-- PAGE EXCERPT --
(begin)
This is probably one of my more playful paintings. Using part of a ceiling rose I photographed in a café, I edited the image using Photoshop. Preciseness and exactness in my art are not my strongest points so it was a challenge to work with the repeating pattern within the image.

Continuing with my ideas of crossing borders between reality and the imagination, painting and digital art, I decided also to include the idea of design as part of my investigation. After all, once upon a time that ceiling rose was designed by someone with the intention of people hopefully looking up and admiring it. The person who designed it obviously had ideas of pattern and repetition as key components of their creation.

I manipulated my photographic image into a suggestion of an eye. ‘Here’s looking at you kid’ (that famous line in the film ‘Casablanca’) went through my mind at the time. Our eye wanders over the surface of the ceiling, observing the subtle colours and shadows and acknowledging the contours that are affected by these along with the sculptural aspects.
(end)
-- GIVEN MATERIAL --
(begin)
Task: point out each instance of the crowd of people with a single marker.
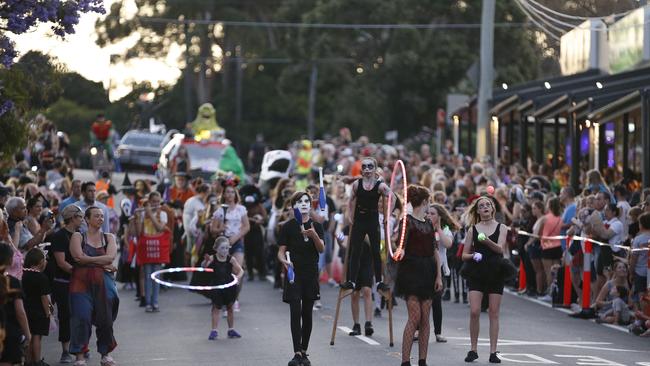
(471, 223)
(end)
Reproduce word for word the part of the ceiling rose painting passage from "This is probably" up to and including "of their creation.". The material was taken from a separate source.

-- SOLUTION TO THE EXERCISE --
This is probably one of my more playful paintings. Using part of a ceiling rose I photographed in a café, I edited the image using Photoshop. Preciseness and exactness in my art are not my strongest points so it was a challenge to work with the repeating pattern within the image.

Continuing with my ideas of crossing borders between reality and the imagination, painting and digital art, I decided also to include the idea of design as part of my investigation. After all, once upon a time that ceiling rose was designed by someone with the intention of people hopefully looking up and admiring it. The person who designed it obviously had ideas of pattern and repetition as key components of their creation.